Q. If G is a group of even order, prove that it has an element a, such that a$\neq$e satisfying $a^2$=e.

I tried solving it using Principle of mathematical induction. So, Let O(G)=2m, where m$\in$ $N$.

We proceed by induction on m.

For m=1, O(G)=2, $\therefore$ G contains two elements.

G=$\{{e,a}\}$. Now, e has order 1. So, a can not have order 1. $\therefore$ a has order 2. So, it true for m=1.

Now, let it be true for m=k.

Then, we have a group G of order 2k, where $\exists$ an element a$\in$ G, whose order is 2.

We wish to prove it for m=k+1.

Then G has order 2k+2.

I don't know how to proceed further.

Labeled contour entries
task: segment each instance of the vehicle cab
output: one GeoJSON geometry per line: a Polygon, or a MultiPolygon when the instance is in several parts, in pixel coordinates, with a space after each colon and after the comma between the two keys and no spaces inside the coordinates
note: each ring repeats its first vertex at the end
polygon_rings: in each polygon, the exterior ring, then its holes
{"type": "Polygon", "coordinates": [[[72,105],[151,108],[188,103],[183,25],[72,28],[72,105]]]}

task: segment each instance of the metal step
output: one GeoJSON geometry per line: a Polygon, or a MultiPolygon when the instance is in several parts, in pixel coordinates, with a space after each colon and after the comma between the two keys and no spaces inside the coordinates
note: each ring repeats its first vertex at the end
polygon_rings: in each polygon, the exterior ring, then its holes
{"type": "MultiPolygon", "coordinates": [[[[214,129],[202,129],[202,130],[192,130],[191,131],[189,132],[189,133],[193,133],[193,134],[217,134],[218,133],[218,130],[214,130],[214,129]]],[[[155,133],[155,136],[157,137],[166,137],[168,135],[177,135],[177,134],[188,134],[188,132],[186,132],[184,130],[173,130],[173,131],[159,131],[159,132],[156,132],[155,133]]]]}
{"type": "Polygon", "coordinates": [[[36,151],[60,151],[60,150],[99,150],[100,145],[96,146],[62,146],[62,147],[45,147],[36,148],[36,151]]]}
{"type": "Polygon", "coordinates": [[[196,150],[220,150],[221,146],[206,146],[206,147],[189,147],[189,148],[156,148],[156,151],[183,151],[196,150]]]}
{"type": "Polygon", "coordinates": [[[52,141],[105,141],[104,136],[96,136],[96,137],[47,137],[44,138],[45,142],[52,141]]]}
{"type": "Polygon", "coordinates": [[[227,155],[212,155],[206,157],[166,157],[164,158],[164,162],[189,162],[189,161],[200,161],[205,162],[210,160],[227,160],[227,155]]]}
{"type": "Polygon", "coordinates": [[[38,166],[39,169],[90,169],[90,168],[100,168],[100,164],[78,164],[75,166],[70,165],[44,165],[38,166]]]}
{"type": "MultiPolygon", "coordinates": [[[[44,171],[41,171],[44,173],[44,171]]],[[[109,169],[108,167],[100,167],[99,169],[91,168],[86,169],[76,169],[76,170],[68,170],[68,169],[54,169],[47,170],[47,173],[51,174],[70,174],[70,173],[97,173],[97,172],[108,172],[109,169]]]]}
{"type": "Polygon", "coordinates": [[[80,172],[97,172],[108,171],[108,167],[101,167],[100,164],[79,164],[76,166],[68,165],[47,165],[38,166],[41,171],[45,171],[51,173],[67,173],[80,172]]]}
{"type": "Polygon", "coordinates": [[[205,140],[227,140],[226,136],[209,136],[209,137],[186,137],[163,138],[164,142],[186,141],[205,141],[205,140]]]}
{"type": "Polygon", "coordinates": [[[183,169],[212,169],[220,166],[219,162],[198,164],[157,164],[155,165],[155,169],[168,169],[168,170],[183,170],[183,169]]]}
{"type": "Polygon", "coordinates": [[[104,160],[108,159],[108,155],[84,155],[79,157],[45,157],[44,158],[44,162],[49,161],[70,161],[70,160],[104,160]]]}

[GIVEN TASK]
From the proof attempt about groups of even order, reproduce the passage that begins at the words "Then, we have" and ends after the words "to proceed further.", with nothing changed.

[FINISHED ANSWER]
Then, we have a group G of order 2k, where $\exists$ an element a$\in$ G, whose order is 2.

We wish to prove it for m=k+1.

Then G has order 2k+2.

I don't know how to proceed further.